─── Exercise materials
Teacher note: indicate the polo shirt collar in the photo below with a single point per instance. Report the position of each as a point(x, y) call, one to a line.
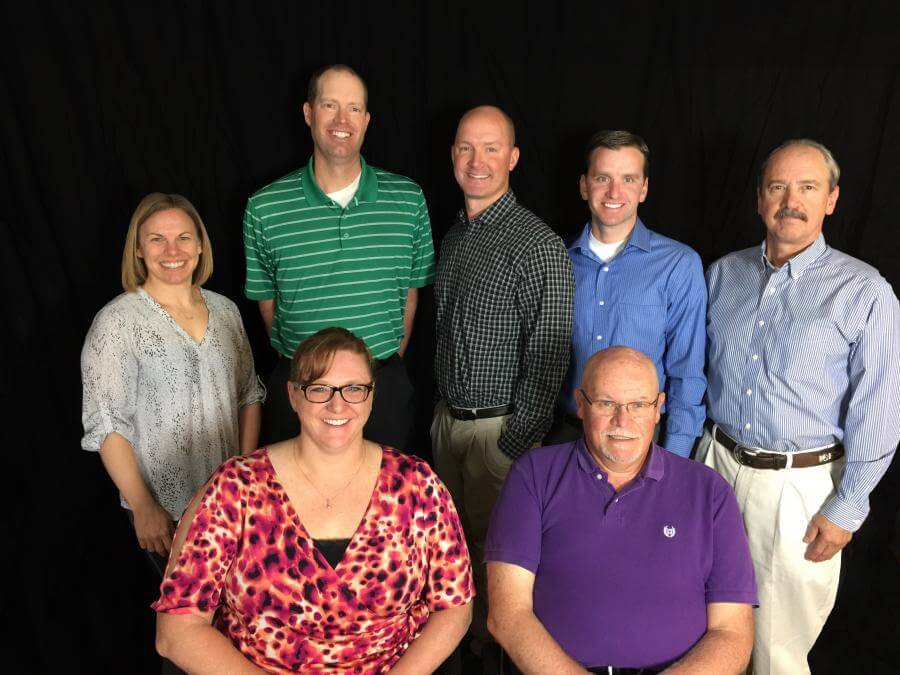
point(798, 264)
point(367, 191)
point(639, 237)
point(654, 468)
point(496, 213)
──────
■ Task:
Please output every record above exactly as written, leaving out the pictures.

■ Answer box:
Teacher note: indicate the polo shirt collar in the photo below with a single point per instance. Report the position of each as a point(x, y) call, one to a line.
point(798, 264)
point(367, 191)
point(639, 237)
point(654, 468)
point(496, 213)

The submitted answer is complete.